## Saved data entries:

****************************************

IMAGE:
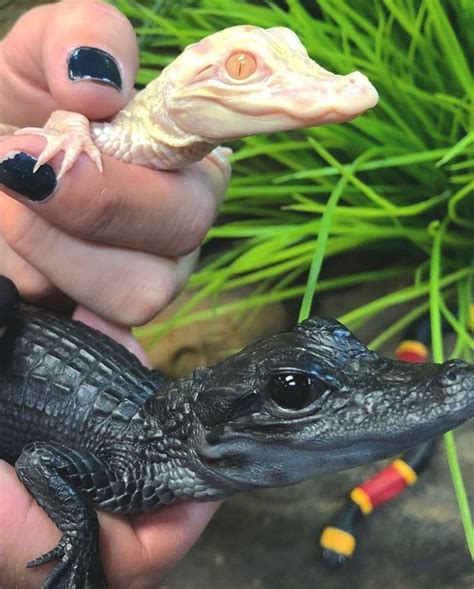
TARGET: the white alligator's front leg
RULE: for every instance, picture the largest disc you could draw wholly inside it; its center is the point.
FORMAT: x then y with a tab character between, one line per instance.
68	132
6	131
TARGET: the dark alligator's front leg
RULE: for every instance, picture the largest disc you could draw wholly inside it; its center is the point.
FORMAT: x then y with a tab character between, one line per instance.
51	473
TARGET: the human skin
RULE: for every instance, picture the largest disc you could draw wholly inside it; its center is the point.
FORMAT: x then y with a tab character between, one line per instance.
56	253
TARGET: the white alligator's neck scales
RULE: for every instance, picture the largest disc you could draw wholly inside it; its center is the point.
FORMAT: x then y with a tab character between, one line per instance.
134	136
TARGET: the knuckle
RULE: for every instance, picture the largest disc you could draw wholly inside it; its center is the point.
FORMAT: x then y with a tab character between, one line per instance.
32	285
194	225
22	233
99	216
139	305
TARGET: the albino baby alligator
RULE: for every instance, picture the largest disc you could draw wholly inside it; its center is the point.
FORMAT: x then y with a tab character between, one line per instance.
240	81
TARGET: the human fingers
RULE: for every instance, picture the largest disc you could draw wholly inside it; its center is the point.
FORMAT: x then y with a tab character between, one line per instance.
77	55
30	533
120	334
167	213
121	285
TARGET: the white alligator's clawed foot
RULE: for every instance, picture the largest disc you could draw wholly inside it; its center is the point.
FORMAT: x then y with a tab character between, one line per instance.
6	131
68	132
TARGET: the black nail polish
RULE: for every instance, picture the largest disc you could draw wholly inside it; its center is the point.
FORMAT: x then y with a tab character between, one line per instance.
9	300
95	65
16	173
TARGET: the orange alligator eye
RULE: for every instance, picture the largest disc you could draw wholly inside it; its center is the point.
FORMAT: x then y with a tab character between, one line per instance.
241	65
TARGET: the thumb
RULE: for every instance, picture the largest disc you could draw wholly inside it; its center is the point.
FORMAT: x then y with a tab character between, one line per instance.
77	55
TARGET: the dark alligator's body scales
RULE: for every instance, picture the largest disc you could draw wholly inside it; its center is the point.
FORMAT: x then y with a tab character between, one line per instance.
87	426
66	385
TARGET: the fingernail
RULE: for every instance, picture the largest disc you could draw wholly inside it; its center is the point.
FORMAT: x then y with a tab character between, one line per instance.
16	173
95	65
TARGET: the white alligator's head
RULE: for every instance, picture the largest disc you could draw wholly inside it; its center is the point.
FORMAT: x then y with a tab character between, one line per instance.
246	80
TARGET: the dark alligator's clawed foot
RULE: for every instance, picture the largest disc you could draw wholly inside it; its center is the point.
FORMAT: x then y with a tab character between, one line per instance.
77	569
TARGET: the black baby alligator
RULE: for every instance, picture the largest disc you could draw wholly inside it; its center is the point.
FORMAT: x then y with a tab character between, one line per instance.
86	424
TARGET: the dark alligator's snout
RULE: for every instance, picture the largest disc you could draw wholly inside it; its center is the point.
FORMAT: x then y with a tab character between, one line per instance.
317	400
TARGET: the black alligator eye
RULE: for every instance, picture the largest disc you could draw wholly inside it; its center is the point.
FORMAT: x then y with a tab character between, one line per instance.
451	375
295	390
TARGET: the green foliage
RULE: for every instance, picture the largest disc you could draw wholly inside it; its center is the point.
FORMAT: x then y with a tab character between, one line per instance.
395	186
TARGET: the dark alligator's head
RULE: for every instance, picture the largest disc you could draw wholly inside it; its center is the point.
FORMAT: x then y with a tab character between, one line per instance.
315	400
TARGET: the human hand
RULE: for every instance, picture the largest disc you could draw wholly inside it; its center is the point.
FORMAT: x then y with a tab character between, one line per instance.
121	243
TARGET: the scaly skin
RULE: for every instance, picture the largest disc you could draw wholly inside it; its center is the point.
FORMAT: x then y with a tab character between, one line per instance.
241	81
88	426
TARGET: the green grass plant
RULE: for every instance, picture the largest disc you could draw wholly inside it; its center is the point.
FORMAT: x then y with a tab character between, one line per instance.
394	187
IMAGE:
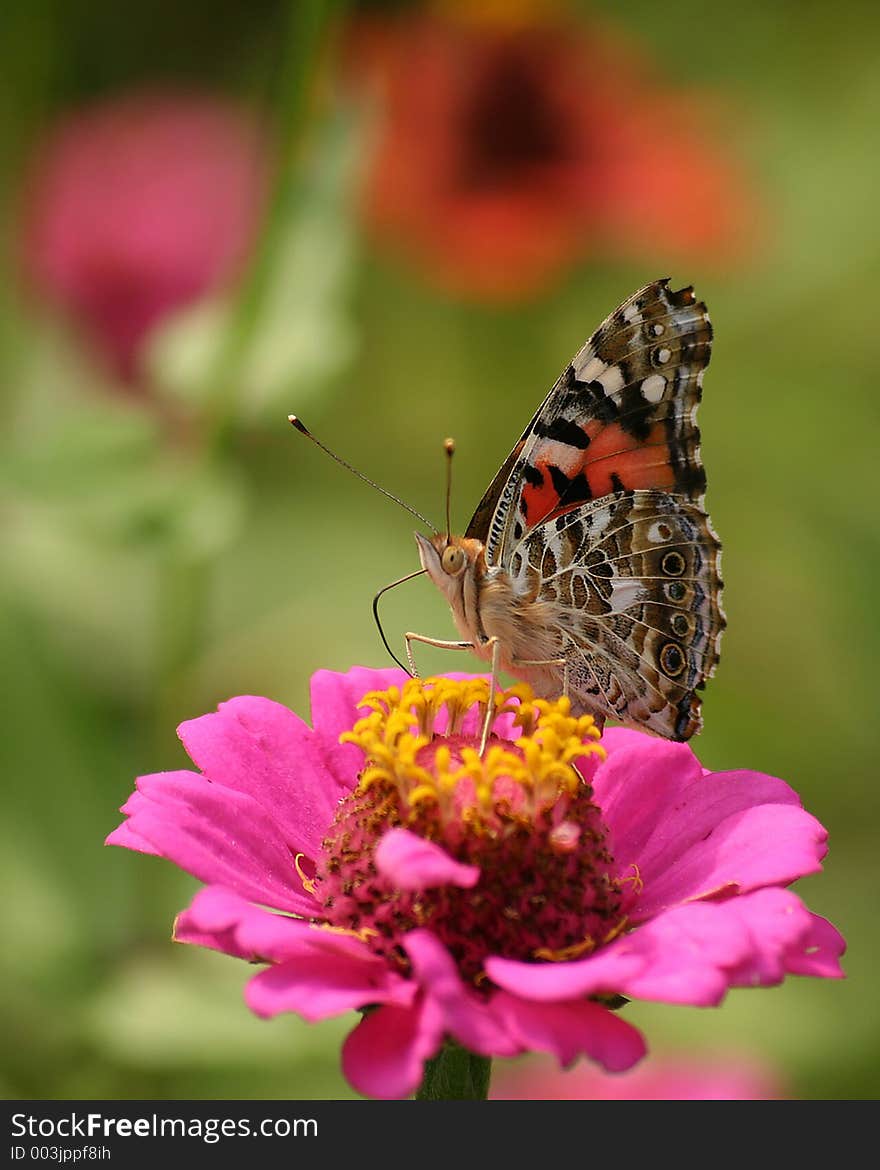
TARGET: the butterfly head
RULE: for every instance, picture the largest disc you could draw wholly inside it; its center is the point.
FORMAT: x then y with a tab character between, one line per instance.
454	564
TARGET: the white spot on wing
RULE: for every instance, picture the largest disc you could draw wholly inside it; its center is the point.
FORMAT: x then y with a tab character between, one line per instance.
612	380
655	536
589	370
625	593
652	387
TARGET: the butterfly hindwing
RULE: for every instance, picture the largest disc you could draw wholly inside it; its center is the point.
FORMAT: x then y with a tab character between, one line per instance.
634	578
597	516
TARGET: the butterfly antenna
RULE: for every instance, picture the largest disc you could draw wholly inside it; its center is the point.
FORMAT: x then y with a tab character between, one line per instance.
449	448
378	624
298	425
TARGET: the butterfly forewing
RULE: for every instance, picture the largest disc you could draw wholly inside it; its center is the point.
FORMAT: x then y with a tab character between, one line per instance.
598	514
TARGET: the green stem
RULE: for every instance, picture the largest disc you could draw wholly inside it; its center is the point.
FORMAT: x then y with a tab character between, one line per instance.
308	26
185	579
455	1074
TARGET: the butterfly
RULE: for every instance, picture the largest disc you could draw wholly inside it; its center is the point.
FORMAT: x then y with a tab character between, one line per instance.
590	566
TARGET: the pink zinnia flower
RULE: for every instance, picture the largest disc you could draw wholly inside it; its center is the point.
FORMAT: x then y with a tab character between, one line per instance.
138	206
729	1078
503	901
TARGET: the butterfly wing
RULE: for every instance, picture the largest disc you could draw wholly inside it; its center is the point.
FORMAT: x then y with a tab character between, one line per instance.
599	511
633	583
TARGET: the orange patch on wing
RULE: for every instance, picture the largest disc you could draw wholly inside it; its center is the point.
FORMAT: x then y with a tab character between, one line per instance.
637	462
540	501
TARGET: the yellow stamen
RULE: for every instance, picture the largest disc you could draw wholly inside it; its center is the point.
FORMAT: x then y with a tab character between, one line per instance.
401	724
307	882
566	952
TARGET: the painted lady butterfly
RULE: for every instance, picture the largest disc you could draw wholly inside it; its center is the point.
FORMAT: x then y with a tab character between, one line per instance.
590	566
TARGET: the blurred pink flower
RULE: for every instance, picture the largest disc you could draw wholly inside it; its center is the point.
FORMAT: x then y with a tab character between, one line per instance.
138	206
730	1078
499	900
514	142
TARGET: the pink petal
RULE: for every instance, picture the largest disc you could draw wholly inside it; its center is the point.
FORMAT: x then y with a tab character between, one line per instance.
572	1027
465	1014
688	955
321	984
822	950
786	938
769	845
692	834
262	749
411	862
316	972
225	921
335	709
218	834
385	1055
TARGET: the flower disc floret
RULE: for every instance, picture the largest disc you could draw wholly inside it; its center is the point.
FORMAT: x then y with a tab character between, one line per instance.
520	817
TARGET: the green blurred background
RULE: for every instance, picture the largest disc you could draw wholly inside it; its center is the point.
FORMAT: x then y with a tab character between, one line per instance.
170	542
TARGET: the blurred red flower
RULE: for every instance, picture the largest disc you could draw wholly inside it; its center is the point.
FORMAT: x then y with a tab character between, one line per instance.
514	142
138	206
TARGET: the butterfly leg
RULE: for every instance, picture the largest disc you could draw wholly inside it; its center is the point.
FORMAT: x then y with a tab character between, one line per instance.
493	686
410	638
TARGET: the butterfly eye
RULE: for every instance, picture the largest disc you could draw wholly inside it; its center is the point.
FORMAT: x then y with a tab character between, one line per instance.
453	561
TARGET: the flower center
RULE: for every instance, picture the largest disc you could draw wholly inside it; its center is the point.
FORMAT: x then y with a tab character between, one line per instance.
521	812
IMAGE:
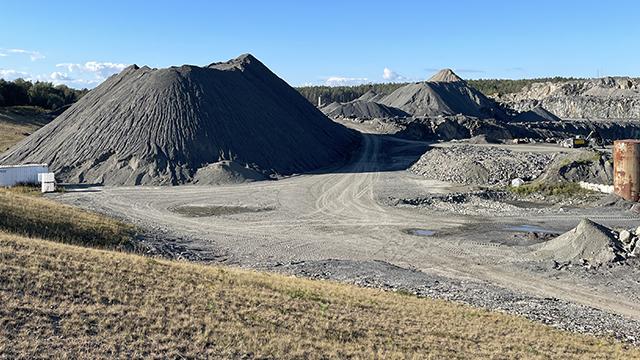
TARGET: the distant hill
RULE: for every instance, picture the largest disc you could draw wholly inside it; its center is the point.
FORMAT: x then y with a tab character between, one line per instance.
44	95
343	94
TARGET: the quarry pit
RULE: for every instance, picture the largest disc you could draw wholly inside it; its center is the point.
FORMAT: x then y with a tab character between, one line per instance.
347	224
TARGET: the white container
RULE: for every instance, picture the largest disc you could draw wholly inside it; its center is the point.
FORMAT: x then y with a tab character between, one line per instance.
12	175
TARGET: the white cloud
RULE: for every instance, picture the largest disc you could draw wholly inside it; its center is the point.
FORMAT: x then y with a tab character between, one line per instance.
58	76
101	70
9	74
345	81
33	55
392	76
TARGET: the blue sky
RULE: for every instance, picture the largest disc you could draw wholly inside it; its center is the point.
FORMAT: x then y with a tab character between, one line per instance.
80	43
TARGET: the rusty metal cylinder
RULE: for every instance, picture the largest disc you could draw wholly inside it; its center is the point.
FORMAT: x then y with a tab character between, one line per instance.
626	169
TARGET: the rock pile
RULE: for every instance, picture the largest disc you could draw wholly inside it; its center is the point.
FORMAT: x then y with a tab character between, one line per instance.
480	165
604	98
364	110
170	126
444	94
591	244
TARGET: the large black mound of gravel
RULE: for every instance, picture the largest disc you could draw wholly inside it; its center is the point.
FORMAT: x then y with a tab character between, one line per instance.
160	126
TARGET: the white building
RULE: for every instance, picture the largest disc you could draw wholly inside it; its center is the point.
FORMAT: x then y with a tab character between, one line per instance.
12	175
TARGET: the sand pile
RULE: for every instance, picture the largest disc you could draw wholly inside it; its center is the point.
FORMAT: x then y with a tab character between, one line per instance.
167	126
535	115
588	243
444	94
359	109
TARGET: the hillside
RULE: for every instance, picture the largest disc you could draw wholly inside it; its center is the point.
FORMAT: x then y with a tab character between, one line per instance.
488	87
77	302
16	123
70	301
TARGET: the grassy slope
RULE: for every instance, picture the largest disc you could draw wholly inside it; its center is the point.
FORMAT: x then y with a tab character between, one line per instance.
67	301
24	212
17	123
62	300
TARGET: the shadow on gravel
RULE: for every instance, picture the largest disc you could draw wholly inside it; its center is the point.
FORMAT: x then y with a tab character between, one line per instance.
379	153
214	210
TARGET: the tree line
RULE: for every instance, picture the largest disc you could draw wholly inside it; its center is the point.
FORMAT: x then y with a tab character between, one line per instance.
488	87
46	95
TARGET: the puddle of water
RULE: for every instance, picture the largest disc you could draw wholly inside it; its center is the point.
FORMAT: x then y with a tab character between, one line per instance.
531	228
216	210
421	232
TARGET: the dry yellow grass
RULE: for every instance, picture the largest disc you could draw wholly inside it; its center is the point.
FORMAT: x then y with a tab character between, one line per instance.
65	301
24	212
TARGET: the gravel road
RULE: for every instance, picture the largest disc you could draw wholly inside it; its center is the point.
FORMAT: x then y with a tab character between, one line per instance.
341	215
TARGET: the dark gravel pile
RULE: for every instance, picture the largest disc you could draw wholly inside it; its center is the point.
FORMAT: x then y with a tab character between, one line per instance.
159	126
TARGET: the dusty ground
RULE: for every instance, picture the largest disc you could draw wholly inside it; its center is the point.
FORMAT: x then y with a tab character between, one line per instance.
346	215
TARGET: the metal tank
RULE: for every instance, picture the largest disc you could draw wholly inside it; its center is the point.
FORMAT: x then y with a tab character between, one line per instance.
626	169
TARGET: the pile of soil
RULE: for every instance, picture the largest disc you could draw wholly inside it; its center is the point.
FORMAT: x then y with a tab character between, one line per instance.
371	96
587	165
168	126
588	243
535	115
480	165
443	94
359	109
604	98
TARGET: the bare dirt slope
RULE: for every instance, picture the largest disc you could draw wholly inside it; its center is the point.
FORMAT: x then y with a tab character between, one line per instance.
444	94
602	98
161	126
342	215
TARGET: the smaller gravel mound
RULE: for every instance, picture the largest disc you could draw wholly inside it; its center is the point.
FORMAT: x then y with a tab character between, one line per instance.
588	243
480	165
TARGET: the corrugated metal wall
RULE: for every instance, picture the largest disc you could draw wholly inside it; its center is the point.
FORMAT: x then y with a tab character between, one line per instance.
626	169
21	174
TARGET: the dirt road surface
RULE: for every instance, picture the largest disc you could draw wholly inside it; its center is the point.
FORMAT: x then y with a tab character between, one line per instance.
340	215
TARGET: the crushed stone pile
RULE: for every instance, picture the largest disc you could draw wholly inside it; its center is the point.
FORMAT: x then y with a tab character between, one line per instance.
602	98
168	126
359	109
445	75
535	115
444	94
372	96
585	165
589	243
480	165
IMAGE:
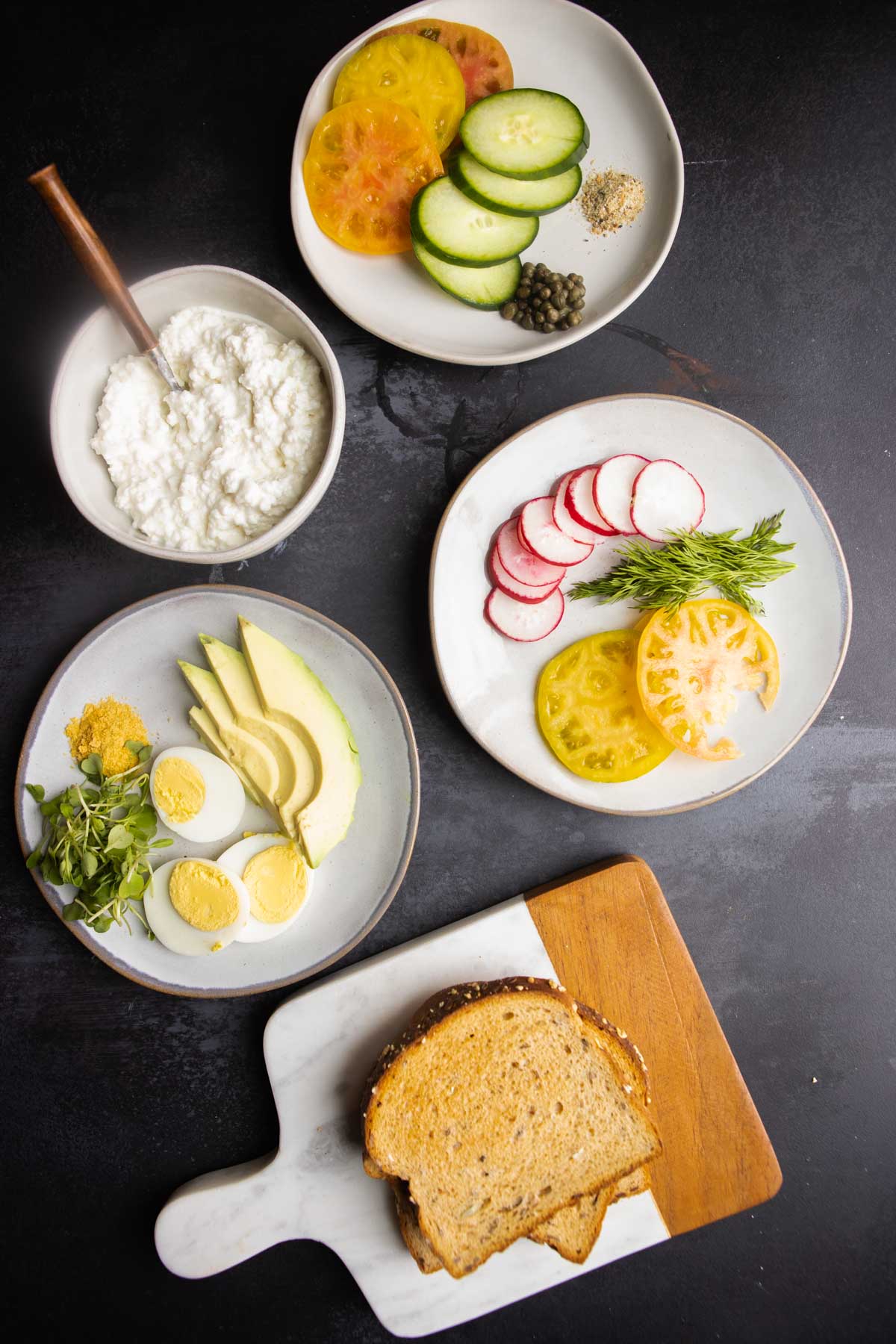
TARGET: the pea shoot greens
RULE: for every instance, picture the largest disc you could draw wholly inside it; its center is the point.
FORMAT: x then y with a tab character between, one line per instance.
97	836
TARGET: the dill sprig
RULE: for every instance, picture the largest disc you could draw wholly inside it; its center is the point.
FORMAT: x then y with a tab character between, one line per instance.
689	564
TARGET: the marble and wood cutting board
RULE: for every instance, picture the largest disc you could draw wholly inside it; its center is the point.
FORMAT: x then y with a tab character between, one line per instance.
606	934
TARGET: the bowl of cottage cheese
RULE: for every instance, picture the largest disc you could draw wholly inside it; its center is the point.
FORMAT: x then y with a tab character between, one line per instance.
226	468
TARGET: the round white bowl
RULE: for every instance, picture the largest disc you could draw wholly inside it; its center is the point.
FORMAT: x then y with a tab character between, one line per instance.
82	378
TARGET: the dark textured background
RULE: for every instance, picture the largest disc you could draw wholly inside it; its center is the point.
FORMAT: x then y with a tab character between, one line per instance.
173	131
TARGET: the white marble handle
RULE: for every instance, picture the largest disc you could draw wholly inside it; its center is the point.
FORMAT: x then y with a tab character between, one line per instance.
226	1216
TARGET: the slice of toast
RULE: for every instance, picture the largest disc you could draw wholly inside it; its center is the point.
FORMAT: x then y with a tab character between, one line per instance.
574	1230
497	1109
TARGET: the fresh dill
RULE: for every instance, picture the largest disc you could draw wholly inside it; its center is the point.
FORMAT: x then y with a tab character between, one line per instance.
691	564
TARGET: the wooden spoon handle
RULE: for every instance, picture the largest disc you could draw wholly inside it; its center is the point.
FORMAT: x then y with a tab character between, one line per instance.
93	255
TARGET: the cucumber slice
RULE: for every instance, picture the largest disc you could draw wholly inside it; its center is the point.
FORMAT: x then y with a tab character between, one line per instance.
526	134
480	287
457	230
509	195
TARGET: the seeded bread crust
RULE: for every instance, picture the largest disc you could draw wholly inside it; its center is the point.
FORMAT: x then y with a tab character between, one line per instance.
623	1057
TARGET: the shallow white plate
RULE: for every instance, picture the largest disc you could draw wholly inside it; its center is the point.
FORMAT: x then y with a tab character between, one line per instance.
101	340
551	45
491	680
132	656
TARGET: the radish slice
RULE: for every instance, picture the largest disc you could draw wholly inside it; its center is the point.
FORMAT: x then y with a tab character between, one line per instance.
538	530
563	517
613	485
581	503
520	562
521	591
667	499
524	621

****************************************

## THE EXERCISE:
Copy out everything in the rows from the line containing "TARGET: the radish slice" down to the very end, keeping every character unchanged.

## ANSWER TO THE TASK:
TARGET: the radish slice
RULE: for every instance, picture the largest disc you could draw wholly inside it; its center is the point.
FORMAT: x then y with a tab character between, one line per instance.
538	530
563	517
613	485
581	503
520	562
521	591
667	499
524	621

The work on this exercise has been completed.